● **What is being asked**
Show each line in the material below that contains the string "query".

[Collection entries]
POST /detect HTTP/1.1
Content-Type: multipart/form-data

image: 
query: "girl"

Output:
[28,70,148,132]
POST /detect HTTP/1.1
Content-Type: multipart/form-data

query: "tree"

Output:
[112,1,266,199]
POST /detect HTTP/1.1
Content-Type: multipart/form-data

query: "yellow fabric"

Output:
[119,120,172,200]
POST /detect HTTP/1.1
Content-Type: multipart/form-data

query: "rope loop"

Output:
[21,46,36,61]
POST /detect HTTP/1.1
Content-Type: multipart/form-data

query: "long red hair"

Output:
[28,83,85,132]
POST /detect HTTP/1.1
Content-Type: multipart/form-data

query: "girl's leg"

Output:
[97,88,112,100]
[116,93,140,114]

---

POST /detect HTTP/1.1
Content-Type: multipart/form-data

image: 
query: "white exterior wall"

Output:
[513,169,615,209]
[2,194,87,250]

● **Result of this exercise**
query: "girl"
query: "tree"
query: "yellow fabric"
query: "rope loop"
query: "long red hair"
query: "girl's leg"
query: "white exterior wall"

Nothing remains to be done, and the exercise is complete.